## Stored items
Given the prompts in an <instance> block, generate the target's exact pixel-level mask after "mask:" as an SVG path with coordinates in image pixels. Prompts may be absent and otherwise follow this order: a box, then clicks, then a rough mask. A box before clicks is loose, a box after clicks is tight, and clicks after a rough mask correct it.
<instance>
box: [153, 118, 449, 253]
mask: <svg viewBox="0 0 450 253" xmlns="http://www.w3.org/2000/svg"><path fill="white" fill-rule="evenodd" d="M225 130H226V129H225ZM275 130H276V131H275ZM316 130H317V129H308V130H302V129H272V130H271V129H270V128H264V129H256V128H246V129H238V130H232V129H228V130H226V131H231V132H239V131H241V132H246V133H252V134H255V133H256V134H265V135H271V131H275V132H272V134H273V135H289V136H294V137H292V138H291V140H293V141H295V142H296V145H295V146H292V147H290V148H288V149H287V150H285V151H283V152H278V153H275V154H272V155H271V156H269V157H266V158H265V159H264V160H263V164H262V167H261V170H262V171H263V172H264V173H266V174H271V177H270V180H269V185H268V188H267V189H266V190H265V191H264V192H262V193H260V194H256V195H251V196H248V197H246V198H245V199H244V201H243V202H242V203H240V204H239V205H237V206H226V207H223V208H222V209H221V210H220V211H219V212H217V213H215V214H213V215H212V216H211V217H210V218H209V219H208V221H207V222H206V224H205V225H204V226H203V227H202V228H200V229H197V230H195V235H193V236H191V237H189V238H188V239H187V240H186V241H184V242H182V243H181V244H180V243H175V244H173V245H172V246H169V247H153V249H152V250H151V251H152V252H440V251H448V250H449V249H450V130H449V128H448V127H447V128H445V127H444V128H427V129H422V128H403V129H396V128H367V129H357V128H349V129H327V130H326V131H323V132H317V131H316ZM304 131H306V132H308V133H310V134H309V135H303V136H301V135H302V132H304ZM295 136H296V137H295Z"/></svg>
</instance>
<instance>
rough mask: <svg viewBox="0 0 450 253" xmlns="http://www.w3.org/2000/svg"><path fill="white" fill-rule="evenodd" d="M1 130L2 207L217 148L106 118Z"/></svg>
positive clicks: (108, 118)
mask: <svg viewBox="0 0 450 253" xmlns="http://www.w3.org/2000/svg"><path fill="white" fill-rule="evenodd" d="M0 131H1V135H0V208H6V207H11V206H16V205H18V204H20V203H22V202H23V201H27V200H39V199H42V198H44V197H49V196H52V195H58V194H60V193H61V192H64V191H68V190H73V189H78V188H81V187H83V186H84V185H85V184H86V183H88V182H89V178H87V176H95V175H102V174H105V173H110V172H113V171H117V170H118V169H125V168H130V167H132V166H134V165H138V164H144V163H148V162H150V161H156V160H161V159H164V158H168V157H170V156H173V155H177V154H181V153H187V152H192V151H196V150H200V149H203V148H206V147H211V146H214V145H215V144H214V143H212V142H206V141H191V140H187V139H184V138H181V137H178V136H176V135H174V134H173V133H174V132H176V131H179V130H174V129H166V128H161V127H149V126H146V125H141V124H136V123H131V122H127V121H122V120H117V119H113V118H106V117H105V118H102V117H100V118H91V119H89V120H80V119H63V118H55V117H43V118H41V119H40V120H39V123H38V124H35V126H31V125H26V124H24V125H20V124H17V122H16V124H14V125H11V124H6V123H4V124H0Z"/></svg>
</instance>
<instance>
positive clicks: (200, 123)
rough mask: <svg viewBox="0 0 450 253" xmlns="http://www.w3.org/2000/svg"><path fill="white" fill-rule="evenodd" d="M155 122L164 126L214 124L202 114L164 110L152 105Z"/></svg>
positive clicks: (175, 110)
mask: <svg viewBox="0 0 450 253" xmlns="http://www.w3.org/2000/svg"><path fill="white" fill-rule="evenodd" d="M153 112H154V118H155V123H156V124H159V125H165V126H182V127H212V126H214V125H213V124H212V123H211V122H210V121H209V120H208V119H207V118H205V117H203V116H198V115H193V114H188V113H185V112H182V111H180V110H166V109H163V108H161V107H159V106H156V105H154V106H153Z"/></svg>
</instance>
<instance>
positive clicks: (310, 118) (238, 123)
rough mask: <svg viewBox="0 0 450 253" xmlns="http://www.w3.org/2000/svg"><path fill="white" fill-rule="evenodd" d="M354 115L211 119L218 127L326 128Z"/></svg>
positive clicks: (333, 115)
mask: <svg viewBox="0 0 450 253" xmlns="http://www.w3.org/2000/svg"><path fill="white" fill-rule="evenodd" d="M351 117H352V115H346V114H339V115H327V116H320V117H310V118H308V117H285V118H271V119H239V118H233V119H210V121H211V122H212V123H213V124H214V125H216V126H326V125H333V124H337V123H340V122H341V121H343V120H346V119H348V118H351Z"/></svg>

## Exercise instructions
Leaving nothing out, print each line above exactly.

## Worked solution
Given the prompts in an <instance> block, generate the target's exact pixel-level mask after "mask:" as an SVG path with coordinates in image pixels. Prompts may be absent and otherwise follow this order: a box, then clicks, then a rough mask. A box before clicks is loose, a box after clicks is tight, and clicks after a rough mask correct it.
<instance>
box: [153, 118, 449, 253]
mask: <svg viewBox="0 0 450 253" xmlns="http://www.w3.org/2000/svg"><path fill="white" fill-rule="evenodd" d="M225 130H226V129H225ZM275 130H276V131H275ZM316 130H317V129H308V130H302V129H272V130H271V129H270V128H264V129H256V128H246V129H238V130H232V129H228V130H226V131H231V132H239V131H241V132H246V133H252V134H255V133H256V134H265V135H271V131H275V132H272V134H273V135H289V136H294V137H292V138H291V140H293V141H295V142H296V145H295V146H292V147H290V148H288V149H287V150H285V151H283V152H278V153H275V154H272V155H271V156H269V157H266V158H265V159H264V160H263V164H262V167H261V170H262V171H263V172H264V173H266V174H271V177H270V180H269V185H268V188H267V189H266V190H265V191H264V192H262V193H260V194H256V195H251V196H248V197H246V198H245V199H244V201H243V202H242V203H240V204H239V205H237V206H226V207H223V208H222V209H221V210H220V211H219V212H217V213H215V214H213V215H212V216H211V217H210V218H209V219H208V221H207V222H206V224H205V225H204V226H203V227H202V228H200V229H197V230H195V235H193V236H191V237H189V238H188V239H187V240H186V241H184V242H182V243H181V244H180V243H175V244H173V245H172V246H169V247H153V249H152V250H151V251H152V252H440V251H448V250H449V249H450V130H449V128H448V127H447V128H445V127H444V128H427V129H422V128H403V129H396V128H367V129H357V128H349V129H327V130H326V131H323V132H317V131H316ZM304 131H306V132H308V133H310V134H309V135H303V136H301V135H302V132H304ZM295 136H296V137H295Z"/></svg>
</instance>
<instance>
rough mask: <svg viewBox="0 0 450 253" xmlns="http://www.w3.org/2000/svg"><path fill="white" fill-rule="evenodd" d="M1 130L2 207L217 148L106 118Z"/></svg>
positive clicks: (108, 118)
mask: <svg viewBox="0 0 450 253" xmlns="http://www.w3.org/2000/svg"><path fill="white" fill-rule="evenodd" d="M0 131H1V135H0V208H6V207H11V206H16V205H18V204H20V203H22V202H23V201H27V200H39V199H42V198H44V197H49V196H52V195H58V194H60V193H61V192H64V191H68V190H73V189H78V188H81V187H83V186H84V185H85V184H86V183H88V182H89V178H87V176H95V175H102V174H105V173H110V172H113V171H117V170H118V169H125V168H130V167H132V166H134V165H138V164H144V163H148V162H150V161H156V160H161V159H164V158H168V157H170V156H173V155H177V154H181V153H187V152H192V151H196V150H200V149H203V148H206V147H211V146H214V145H215V144H214V143H212V142H206V141H191V140H187V139H184V138H181V137H178V136H176V135H174V134H173V133H174V132H176V131H179V130H174V129H166V128H161V127H149V126H146V125H141V124H136V123H131V122H127V121H122V120H117V119H113V118H106V117H105V118H102V117H100V118H91V119H89V120H80V119H63V118H55V117H43V118H41V119H40V120H39V123H38V124H35V126H31V125H26V124H24V125H20V124H17V122H16V124H14V125H11V124H6V123H4V124H0Z"/></svg>
</instance>
<instance>
positive clicks: (200, 123)
rough mask: <svg viewBox="0 0 450 253" xmlns="http://www.w3.org/2000/svg"><path fill="white" fill-rule="evenodd" d="M155 122L164 126L214 124L202 114L164 110L152 105Z"/></svg>
positive clicks: (175, 110)
mask: <svg viewBox="0 0 450 253" xmlns="http://www.w3.org/2000/svg"><path fill="white" fill-rule="evenodd" d="M153 112H154V118H155V123H156V124H159V125H165V126H182V127H212V126H214V125H213V124H212V123H211V122H210V121H209V120H208V119H207V118H205V117H203V116H198V115H193V114H188V113H185V112H182V111H180V110H166V109H163V108H161V107H159V106H156V105H154V106H153Z"/></svg>
</instance>
<instance>
positive clicks: (310, 118) (238, 123)
rough mask: <svg viewBox="0 0 450 253" xmlns="http://www.w3.org/2000/svg"><path fill="white" fill-rule="evenodd" d="M354 115L211 119L218 127L326 128Z"/></svg>
positive clicks: (333, 115)
mask: <svg viewBox="0 0 450 253" xmlns="http://www.w3.org/2000/svg"><path fill="white" fill-rule="evenodd" d="M351 117H352V115H346V114H339V115H327V116H320V117H310V118H308V117H285V118H271V119H239V118H233V119H210V121H211V122H212V123H213V124H214V125H216V126H326V125H333V124H337V123H340V122H341V121H343V120H346V119H348V118H351Z"/></svg>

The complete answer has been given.